--- start Records for this task ---

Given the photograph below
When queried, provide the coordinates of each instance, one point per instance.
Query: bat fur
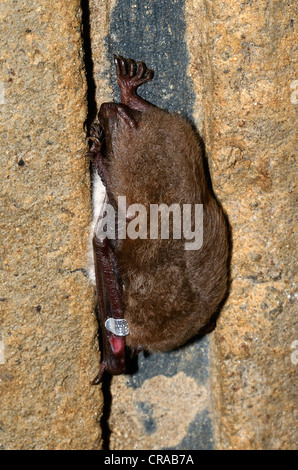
(169, 293)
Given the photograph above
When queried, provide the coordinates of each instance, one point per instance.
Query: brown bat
(154, 292)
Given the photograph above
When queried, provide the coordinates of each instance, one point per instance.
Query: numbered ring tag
(118, 326)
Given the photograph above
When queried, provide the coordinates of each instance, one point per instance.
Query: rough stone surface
(229, 66)
(47, 329)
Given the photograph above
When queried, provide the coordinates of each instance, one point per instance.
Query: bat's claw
(131, 74)
(96, 136)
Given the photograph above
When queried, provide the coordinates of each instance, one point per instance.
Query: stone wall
(229, 67)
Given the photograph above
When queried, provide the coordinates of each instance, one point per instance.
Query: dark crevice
(89, 69)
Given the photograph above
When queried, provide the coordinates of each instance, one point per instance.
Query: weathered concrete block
(47, 329)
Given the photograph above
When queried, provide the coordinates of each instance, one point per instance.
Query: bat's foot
(96, 136)
(131, 75)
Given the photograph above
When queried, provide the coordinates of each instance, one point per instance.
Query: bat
(156, 288)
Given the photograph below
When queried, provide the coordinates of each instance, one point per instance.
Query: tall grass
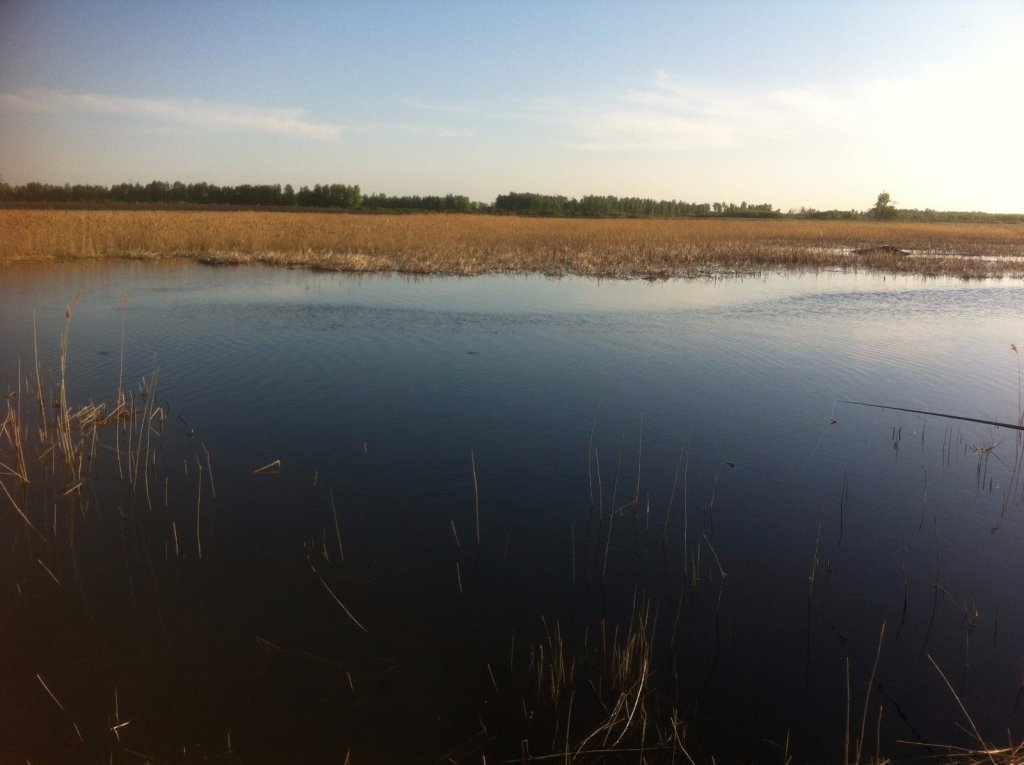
(471, 245)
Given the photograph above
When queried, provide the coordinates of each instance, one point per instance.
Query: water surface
(775, 532)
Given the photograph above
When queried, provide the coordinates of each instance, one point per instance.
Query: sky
(818, 104)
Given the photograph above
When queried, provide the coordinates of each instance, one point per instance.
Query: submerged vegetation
(128, 637)
(467, 245)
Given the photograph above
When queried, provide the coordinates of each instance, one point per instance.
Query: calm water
(701, 419)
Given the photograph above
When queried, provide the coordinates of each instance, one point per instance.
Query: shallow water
(704, 419)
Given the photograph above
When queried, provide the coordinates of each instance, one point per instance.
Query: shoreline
(472, 245)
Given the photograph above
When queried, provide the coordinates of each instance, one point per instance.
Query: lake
(433, 519)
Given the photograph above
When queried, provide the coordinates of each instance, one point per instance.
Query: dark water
(700, 420)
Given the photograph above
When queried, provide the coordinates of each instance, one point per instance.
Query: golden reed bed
(480, 244)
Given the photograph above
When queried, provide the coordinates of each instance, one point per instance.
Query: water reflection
(676, 444)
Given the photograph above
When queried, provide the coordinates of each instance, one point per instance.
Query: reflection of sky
(309, 367)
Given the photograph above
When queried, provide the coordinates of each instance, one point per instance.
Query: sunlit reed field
(468, 245)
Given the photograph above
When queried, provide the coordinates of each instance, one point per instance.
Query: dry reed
(468, 245)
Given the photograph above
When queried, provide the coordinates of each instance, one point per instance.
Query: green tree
(885, 208)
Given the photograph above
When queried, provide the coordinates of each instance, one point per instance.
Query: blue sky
(818, 104)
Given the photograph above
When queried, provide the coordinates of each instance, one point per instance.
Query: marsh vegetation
(266, 515)
(471, 245)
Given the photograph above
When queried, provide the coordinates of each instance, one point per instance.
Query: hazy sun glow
(737, 101)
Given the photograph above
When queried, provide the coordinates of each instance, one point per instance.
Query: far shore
(472, 245)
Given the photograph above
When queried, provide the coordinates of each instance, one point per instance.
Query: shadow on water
(301, 516)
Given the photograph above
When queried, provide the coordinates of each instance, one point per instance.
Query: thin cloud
(171, 111)
(932, 111)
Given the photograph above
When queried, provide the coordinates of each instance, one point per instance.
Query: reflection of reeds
(482, 244)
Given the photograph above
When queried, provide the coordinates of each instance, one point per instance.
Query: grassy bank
(467, 245)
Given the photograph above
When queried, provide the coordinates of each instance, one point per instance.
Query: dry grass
(468, 245)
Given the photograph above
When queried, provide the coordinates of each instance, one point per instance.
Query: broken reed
(467, 245)
(51, 449)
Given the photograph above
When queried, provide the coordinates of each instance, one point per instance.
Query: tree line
(342, 197)
(345, 197)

--- end Records for this task ---

▸ Goal
Which lines of the records above contain the string "stone"? Return each of them in full.

▸ Written response
Query: rough stone surface
Query: stone wall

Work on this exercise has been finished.